AIM » Return all of the lines below exactly as they are.

DATASET EXTRACT »

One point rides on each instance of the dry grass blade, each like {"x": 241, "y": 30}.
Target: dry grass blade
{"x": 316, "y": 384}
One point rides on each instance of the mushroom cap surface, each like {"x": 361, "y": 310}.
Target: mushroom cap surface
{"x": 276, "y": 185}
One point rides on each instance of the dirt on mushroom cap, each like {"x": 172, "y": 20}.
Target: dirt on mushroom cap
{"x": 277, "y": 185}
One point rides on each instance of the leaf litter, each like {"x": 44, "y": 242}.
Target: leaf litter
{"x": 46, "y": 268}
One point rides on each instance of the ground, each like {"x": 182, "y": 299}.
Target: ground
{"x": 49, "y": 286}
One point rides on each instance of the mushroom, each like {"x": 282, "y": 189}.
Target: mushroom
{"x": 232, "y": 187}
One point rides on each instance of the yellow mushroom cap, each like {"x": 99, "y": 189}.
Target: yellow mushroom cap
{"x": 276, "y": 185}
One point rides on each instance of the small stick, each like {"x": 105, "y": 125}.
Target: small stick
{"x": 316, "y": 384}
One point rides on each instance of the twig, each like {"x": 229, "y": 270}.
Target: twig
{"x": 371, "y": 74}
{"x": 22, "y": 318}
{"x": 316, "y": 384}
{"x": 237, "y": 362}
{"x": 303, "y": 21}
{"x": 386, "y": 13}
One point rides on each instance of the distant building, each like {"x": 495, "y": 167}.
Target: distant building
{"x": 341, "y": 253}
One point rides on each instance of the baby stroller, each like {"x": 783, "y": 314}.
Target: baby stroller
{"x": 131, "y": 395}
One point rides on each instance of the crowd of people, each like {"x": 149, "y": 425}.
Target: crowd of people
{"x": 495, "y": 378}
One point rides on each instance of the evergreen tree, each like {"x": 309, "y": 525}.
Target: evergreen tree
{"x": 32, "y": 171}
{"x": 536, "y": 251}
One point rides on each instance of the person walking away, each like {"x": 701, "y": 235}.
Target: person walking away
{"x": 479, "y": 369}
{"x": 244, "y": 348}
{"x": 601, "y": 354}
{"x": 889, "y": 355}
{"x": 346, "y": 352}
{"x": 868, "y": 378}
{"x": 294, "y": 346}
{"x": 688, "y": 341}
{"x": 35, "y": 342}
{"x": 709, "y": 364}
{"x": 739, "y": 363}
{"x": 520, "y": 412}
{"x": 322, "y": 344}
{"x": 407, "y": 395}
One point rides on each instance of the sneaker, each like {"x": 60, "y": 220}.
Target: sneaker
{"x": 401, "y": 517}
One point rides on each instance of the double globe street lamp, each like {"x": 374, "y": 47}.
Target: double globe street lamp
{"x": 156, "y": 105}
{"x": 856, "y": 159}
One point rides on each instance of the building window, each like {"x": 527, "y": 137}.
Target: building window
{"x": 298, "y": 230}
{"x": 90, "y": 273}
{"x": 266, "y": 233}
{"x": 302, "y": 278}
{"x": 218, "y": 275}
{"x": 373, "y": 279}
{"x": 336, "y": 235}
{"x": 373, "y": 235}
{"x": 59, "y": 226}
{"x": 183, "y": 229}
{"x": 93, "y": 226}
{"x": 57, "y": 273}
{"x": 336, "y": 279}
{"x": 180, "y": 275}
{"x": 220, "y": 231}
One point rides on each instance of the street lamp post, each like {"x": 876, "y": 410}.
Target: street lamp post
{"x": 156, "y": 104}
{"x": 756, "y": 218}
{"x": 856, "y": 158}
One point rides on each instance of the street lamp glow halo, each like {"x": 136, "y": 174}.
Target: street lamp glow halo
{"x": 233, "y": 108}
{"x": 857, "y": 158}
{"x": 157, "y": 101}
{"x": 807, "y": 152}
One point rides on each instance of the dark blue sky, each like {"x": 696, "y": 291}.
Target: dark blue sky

EXERCISE RESULT »
One point rides on each instance of the dry grass blade, each like {"x": 241, "y": 30}.
Target: dry grass blade
{"x": 316, "y": 384}
One point rides on each instance of the mushroom cap surface, each like {"x": 361, "y": 310}.
Target: mushroom cap surface
{"x": 276, "y": 185}
One point rides on each instance of the dirt on mushroom cap, each like {"x": 172, "y": 20}.
Target: dirt on mushroom cap
{"x": 277, "y": 185}
One point rides on each instance of the leaf litter, each like {"x": 44, "y": 242}.
Target: leaf litter
{"x": 46, "y": 268}
One point rides on each instance of the ground, each like {"x": 182, "y": 299}.
Target: ground
{"x": 49, "y": 286}
One point rides on each instance of the mushroom, each like {"x": 282, "y": 189}.
Target: mushroom
{"x": 232, "y": 187}
One point rides on each instance of the yellow mushroom cap, each like {"x": 99, "y": 189}.
Target: yellow mushroom cap
{"x": 276, "y": 185}
One point rides on each instance of the small stick, each like {"x": 105, "y": 125}.
Target: small stick
{"x": 316, "y": 384}
One point rides on each instance of the twig, each like {"x": 229, "y": 270}.
Target: twig
{"x": 371, "y": 74}
{"x": 22, "y": 318}
{"x": 316, "y": 384}
{"x": 237, "y": 362}
{"x": 303, "y": 21}
{"x": 386, "y": 13}
One point rides on each instance of the distant building, each like {"x": 495, "y": 167}.
Target: distant building
{"x": 341, "y": 253}
One point rides on each instance of the baby stroller, each like {"x": 783, "y": 314}.
Target: baby stroller
{"x": 131, "y": 395}
One point rides on each instance of the crowd of people, each like {"x": 149, "y": 425}.
Target: crowd of people
{"x": 495, "y": 378}
One point rides on each instance of the evergreen tree, each like {"x": 309, "y": 525}.
Target: evergreen tree
{"x": 32, "y": 171}
{"x": 536, "y": 251}
One point rides on each instance of the person walking away, each like {"x": 701, "y": 235}.
Target: person walking away
{"x": 479, "y": 369}
{"x": 244, "y": 348}
{"x": 601, "y": 354}
{"x": 889, "y": 355}
{"x": 346, "y": 352}
{"x": 868, "y": 378}
{"x": 294, "y": 346}
{"x": 688, "y": 341}
{"x": 35, "y": 342}
{"x": 709, "y": 364}
{"x": 739, "y": 363}
{"x": 520, "y": 412}
{"x": 322, "y": 344}
{"x": 407, "y": 395}
One point rides on each instance of the sneaker, each like {"x": 60, "y": 220}.
Target: sneaker
{"x": 401, "y": 517}
One point rides on each instance of the double globe street lamp, each like {"x": 374, "y": 47}.
Target: double globe street lamp
{"x": 156, "y": 105}
{"x": 856, "y": 159}
One point rides on each instance of the building window, each like {"x": 527, "y": 137}.
Target: building window
{"x": 298, "y": 230}
{"x": 90, "y": 273}
{"x": 266, "y": 233}
{"x": 302, "y": 278}
{"x": 218, "y": 275}
{"x": 373, "y": 279}
{"x": 336, "y": 235}
{"x": 373, "y": 235}
{"x": 59, "y": 226}
{"x": 183, "y": 229}
{"x": 93, "y": 226}
{"x": 57, "y": 273}
{"x": 336, "y": 279}
{"x": 180, "y": 275}
{"x": 220, "y": 231}
One point rides on each instance of the street lamp post, each like {"x": 876, "y": 410}.
Target: street lamp post
{"x": 156, "y": 104}
{"x": 756, "y": 218}
{"x": 856, "y": 158}
One point rides on each instance of the street lamp glow halo, each like {"x": 136, "y": 174}.
Target: street lamp glow halo
{"x": 233, "y": 108}
{"x": 857, "y": 158}
{"x": 157, "y": 101}
{"x": 807, "y": 152}
One point rides on each instance of the dark blue sky, each like {"x": 696, "y": 291}.
Target: dark blue sky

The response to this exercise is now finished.